*Task requirements:*
Can you show me every line below that contains the word "clicks", copying each in full? Case counts.

*Data excerpts:*
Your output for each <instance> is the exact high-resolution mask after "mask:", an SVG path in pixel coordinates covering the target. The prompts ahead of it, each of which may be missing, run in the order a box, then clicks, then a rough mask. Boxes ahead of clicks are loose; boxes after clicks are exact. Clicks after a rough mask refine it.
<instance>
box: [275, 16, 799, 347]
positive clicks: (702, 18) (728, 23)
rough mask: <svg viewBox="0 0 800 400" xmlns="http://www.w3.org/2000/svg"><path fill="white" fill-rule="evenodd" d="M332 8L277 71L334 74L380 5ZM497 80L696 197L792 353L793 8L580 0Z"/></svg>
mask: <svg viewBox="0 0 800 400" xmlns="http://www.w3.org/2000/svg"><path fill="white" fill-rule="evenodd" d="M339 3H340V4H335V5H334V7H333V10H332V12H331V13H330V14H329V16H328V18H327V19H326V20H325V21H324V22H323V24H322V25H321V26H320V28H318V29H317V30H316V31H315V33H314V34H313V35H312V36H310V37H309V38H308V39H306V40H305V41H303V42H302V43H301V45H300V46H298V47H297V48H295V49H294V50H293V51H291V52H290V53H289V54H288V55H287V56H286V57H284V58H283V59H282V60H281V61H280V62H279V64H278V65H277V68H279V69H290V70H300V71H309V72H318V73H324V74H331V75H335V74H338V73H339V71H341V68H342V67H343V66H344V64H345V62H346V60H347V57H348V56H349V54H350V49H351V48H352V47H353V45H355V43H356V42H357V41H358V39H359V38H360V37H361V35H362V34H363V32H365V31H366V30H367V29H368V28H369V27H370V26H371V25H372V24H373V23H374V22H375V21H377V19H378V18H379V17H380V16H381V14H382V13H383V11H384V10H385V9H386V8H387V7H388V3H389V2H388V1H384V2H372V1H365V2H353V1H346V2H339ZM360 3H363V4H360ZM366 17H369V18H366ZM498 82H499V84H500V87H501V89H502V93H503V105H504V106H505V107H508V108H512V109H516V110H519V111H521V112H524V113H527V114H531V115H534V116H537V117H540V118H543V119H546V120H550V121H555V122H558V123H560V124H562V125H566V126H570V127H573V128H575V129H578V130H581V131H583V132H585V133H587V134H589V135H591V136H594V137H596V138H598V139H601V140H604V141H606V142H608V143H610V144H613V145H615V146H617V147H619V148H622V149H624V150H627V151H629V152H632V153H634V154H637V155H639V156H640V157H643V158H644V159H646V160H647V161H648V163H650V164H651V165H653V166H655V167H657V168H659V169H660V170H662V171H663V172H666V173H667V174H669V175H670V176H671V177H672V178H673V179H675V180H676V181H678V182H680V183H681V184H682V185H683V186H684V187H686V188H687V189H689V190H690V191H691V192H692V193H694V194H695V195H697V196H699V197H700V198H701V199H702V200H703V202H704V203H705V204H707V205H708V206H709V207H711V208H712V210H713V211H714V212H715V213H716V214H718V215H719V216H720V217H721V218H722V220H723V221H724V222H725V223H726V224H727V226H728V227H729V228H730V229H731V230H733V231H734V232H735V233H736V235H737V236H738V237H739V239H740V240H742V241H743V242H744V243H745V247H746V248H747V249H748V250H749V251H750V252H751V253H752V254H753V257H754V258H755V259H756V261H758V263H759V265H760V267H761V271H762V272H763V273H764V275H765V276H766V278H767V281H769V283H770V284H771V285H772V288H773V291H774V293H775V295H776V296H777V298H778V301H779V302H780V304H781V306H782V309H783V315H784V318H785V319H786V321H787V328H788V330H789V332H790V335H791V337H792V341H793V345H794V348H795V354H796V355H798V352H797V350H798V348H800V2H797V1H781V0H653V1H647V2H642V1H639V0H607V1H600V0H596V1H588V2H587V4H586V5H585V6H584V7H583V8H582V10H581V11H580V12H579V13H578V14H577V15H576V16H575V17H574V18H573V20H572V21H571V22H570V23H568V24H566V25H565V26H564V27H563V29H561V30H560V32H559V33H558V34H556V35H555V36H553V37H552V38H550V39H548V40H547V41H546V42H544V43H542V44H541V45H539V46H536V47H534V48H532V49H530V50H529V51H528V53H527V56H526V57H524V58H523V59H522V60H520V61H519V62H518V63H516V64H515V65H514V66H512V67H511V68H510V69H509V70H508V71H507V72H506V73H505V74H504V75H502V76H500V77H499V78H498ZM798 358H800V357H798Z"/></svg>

*Solution to the exercise:*
Your output for each <instance> is the exact high-resolution mask after "mask:", an SVG path in pixel coordinates covering the target. The prompts ahead of it, each of which may be missing, run in the order a box, then clicks, then a rough mask. Boxes ahead of clicks are loose; boxes after clicks are exact. Clicks after a rough mask refine it.
positive clicks: (702, 18) (728, 23)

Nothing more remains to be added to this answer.